After finding it difficult to recruit for a study about smoking behaviour, Jen began involving people. With the help of her university’s participation manager, she redesigned the study information materials that were being sent out to potential participants because she suspected they may be the cause of the problem. She then interviewed some potential participants drawn from her target sample to discuss what they thought the problem was. The interviews showed that a number of things were possibly putting them off, but especially the way in which the study information was originally presented. They thought the new information packs were much better, and also highlighted some additional changes they would like to see, which were subsequently incorporated.

Afterwards, Jen said she wished she’d involved people sooner. She has learned a lot from the experience, and bears these lessons in mind now when constructing information packs for new studies, making sure the relevant information is presented clearly, and using pictures to illustrate some of the key points. She intends to involve people in reviewing the packs before they are sent for ethical review because ‘on the basis of past experience, this will save us a lot of time and energy and to-ing and fro-ing!’. She also thought that involving people earlier meant that their suggestions could be used to change the research.

**Problem details:** Please answer from the excerpt on the smoking study: who helped Jen redesign the study information materials?

Saved data entries

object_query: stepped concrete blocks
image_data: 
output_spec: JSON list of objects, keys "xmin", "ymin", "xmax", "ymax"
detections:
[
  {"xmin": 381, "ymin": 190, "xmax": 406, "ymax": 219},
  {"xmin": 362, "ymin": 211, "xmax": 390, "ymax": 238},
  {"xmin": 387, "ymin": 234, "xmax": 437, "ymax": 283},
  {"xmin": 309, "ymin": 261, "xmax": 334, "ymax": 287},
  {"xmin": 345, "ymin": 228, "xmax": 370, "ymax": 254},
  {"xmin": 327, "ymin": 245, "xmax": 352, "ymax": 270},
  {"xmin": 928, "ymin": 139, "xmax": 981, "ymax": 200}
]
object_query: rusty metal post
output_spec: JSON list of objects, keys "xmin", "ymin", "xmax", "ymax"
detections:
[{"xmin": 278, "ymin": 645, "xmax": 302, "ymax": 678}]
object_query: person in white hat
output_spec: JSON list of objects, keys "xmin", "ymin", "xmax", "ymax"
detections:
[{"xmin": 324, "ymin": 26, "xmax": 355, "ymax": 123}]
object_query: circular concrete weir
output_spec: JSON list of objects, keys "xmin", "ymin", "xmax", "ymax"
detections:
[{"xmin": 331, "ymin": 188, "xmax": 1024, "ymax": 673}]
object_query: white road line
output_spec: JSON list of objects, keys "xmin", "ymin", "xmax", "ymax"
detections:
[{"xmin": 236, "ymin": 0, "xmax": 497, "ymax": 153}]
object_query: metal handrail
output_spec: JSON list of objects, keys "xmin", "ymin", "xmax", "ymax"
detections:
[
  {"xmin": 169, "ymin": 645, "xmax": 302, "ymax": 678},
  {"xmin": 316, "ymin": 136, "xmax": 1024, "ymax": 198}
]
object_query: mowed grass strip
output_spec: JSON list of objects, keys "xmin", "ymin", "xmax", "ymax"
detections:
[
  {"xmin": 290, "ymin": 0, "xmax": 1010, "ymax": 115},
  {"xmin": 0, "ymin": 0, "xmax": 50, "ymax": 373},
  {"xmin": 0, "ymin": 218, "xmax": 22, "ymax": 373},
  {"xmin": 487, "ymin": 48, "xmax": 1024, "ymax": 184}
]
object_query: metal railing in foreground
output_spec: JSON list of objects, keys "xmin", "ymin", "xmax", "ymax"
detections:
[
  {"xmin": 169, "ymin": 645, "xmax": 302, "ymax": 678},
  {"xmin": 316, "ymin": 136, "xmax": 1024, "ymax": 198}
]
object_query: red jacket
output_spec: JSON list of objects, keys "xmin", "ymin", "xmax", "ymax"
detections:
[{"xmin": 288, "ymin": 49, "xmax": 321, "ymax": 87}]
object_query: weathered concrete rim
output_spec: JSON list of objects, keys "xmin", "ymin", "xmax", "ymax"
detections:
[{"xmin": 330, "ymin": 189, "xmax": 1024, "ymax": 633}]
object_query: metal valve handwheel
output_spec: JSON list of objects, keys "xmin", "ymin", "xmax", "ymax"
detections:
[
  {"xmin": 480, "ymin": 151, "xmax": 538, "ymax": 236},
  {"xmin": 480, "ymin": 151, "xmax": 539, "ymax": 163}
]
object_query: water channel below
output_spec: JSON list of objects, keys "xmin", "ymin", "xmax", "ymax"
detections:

**Task result:** Her university's participation manager.